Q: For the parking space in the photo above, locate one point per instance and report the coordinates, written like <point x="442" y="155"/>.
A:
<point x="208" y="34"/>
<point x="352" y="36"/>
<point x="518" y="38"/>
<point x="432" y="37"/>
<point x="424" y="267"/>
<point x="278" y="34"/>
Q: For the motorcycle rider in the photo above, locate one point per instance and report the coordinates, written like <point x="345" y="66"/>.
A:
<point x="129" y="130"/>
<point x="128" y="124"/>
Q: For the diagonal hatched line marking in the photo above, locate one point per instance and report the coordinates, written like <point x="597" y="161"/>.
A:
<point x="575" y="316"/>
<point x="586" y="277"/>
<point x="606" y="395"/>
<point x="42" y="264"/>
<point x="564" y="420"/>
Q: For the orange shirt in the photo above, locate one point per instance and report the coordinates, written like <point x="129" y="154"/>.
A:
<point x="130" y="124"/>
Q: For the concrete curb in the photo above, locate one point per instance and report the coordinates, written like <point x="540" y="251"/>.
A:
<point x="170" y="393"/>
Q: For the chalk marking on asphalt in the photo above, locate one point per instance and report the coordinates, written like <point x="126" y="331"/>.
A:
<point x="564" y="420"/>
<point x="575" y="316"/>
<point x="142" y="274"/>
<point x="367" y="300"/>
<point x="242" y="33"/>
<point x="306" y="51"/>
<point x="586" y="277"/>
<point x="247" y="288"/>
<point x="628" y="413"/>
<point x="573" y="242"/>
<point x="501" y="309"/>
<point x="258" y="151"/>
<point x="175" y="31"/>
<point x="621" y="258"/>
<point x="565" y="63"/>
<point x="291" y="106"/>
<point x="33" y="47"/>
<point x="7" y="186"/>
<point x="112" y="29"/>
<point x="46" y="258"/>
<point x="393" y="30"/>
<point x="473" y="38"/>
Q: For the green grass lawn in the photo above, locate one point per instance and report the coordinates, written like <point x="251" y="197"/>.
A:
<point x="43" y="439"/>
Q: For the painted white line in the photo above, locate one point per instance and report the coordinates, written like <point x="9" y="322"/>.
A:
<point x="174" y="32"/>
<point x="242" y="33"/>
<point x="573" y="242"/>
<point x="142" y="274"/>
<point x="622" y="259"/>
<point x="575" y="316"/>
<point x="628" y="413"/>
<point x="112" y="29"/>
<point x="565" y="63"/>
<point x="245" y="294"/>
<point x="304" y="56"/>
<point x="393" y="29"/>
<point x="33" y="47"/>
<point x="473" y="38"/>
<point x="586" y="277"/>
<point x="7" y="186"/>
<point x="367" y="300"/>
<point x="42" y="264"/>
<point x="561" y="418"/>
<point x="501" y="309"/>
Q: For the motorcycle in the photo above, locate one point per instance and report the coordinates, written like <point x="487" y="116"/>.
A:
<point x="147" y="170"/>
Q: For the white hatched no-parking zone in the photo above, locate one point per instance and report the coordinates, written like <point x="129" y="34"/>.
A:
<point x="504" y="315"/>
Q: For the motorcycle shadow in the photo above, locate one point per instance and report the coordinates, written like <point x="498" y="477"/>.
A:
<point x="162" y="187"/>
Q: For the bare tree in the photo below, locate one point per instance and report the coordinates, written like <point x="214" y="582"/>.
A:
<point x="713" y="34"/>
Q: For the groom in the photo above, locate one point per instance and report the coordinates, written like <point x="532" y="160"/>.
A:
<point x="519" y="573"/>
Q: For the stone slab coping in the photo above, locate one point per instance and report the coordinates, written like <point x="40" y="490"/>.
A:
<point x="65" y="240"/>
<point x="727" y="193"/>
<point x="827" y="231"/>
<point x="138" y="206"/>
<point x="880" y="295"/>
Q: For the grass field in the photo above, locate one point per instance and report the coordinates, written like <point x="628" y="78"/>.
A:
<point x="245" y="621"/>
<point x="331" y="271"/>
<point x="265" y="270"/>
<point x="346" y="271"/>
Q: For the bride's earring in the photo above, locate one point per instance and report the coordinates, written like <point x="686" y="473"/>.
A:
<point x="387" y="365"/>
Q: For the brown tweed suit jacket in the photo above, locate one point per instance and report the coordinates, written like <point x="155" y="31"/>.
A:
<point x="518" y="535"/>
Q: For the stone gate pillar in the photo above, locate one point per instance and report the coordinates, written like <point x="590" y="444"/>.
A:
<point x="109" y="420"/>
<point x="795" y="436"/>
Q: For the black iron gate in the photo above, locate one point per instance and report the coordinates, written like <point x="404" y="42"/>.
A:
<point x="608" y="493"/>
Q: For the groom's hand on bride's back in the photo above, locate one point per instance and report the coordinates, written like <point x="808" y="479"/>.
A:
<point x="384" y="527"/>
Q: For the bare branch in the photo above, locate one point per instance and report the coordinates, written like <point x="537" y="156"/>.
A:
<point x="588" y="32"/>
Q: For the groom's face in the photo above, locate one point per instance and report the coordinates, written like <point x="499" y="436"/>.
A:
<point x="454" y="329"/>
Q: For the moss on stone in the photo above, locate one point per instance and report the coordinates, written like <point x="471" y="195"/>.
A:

= = = =

◆ TASK PROMPT ◆
Output the whole listing above again, word for word.

◆ WORKED ANSWER ◆
Q: For the parking space in the photo above, locate one point per instance and report the coordinates, written like <point x="442" y="155"/>.
A:
<point x="208" y="34"/>
<point x="352" y="36"/>
<point x="518" y="38"/>
<point x="432" y="37"/>
<point x="424" y="267"/>
<point x="278" y="34"/>
Q: For the motorcycle rider in the photo above, locate one point per instance and report the coordinates, written like <point x="345" y="66"/>.
A:
<point x="129" y="130"/>
<point x="128" y="124"/>
Q: For the diagonal hatched line marking in the photo above, locate one point per instance and report the coordinates, written like <point x="597" y="161"/>.
A:
<point x="575" y="316"/>
<point x="586" y="277"/>
<point x="606" y="395"/>
<point x="42" y="264"/>
<point x="564" y="420"/>
Q: For the orange shirt in the photo above, locate one point per instance and report the coordinates, written like <point x="129" y="154"/>.
A:
<point x="130" y="124"/>
Q: For the concrete curb in the photo above, locate one point per instance and report the coordinates, written like <point x="540" y="251"/>.
A:
<point x="170" y="393"/>
Q: For the chalk marking on asphalt in the photo above, locate one point per instance and report the coordinates, written like <point x="126" y="331"/>.
A:
<point x="564" y="420"/>
<point x="575" y="316"/>
<point x="142" y="274"/>
<point x="367" y="300"/>
<point x="242" y="33"/>
<point x="306" y="51"/>
<point x="586" y="277"/>
<point x="247" y="288"/>
<point x="628" y="413"/>
<point x="573" y="242"/>
<point x="501" y="309"/>
<point x="258" y="151"/>
<point x="175" y="31"/>
<point x="621" y="258"/>
<point x="565" y="63"/>
<point x="291" y="106"/>
<point x="33" y="47"/>
<point x="7" y="186"/>
<point x="112" y="29"/>
<point x="46" y="258"/>
<point x="393" y="30"/>
<point x="473" y="38"/>
Q: For the green grass lawn in the photo above, locate one point per instance and report the coordinates, written like <point x="251" y="197"/>.
A:
<point x="43" y="439"/>
Q: For the painted white line in the photo above, locate one point per instance and report the coordinates, written like <point x="9" y="322"/>.
A:
<point x="174" y="32"/>
<point x="242" y="33"/>
<point x="573" y="242"/>
<point x="142" y="274"/>
<point x="622" y="259"/>
<point x="575" y="316"/>
<point x="628" y="413"/>
<point x="112" y="29"/>
<point x="565" y="63"/>
<point x="245" y="294"/>
<point x="304" y="56"/>
<point x="393" y="29"/>
<point x="33" y="47"/>
<point x="473" y="38"/>
<point x="586" y="277"/>
<point x="7" y="186"/>
<point x="367" y="300"/>
<point x="42" y="264"/>
<point x="561" y="418"/>
<point x="501" y="309"/>
Q: For the motorcycle in the photo above, locate one point per instance and report the coordinates, written like <point x="487" y="116"/>.
A:
<point x="147" y="170"/>
Q: For the white hatched no-parking zone in the photo above, locate one point per instance and report the coordinates, written like <point x="129" y="34"/>.
A:
<point x="504" y="315"/>
Q: For the motorcycle shadow in the photo above, locate one point per instance and report the coordinates, written like <point x="498" y="477"/>.
A:
<point x="162" y="187"/>
Q: For the bare tree in the photo below, locate one point per instance and report the coordinates, written like <point x="214" y="582"/>.
A:
<point x="713" y="34"/>
Q: For the groom in the photo above, locate one point per instance and report the coordinates, written like <point x="532" y="160"/>.
A:
<point x="519" y="573"/>
Q: For the stone slab coping in the photo above, locate one point per instance and report the coordinates, written like <point x="40" y="490"/>.
A:
<point x="65" y="240"/>
<point x="727" y="193"/>
<point x="827" y="231"/>
<point x="138" y="206"/>
<point x="880" y="295"/>
Q: For the grass field in the photo above, locate one point per instance and report the coordinates, written like <point x="628" y="78"/>.
A:
<point x="245" y="621"/>
<point x="331" y="271"/>
<point x="265" y="270"/>
<point x="346" y="271"/>
Q: For the bride's earring in the photo above, locate one point per instance and report the coordinates, written like <point x="686" y="473"/>.
A:
<point x="387" y="365"/>
Q: For the brown tweed suit jacket in the photo above, locate one point per instance and report the coordinates, written like <point x="155" y="31"/>.
A:
<point x="518" y="535"/>
Q: For the stone gate pillar in the photo above, locate one point per instance and report the coordinates, written like <point x="590" y="444"/>.
A:
<point x="109" y="420"/>
<point x="795" y="436"/>
Q: For the black iron gate in the photo above, locate one point per instance and report the coordinates, written like <point x="404" y="42"/>.
A:
<point x="608" y="493"/>
Q: For the groom's hand on bride's back in the photo above, locate one point per instance and report the coordinates, written like <point x="808" y="479"/>.
A:
<point x="384" y="527"/>
Q: For the bare branch in the photo above, locate one point per instance and report the coordinates, written like <point x="537" y="156"/>.
A:
<point x="588" y="32"/>
Q: For the groom's face in the photo above, locate one point per instance and report the coordinates, written like <point x="499" y="436"/>.
A:
<point x="454" y="329"/>
Q: For the moss on stone in the photo above, locate one point per instance and report the coordinates, written like <point x="471" y="195"/>.
A:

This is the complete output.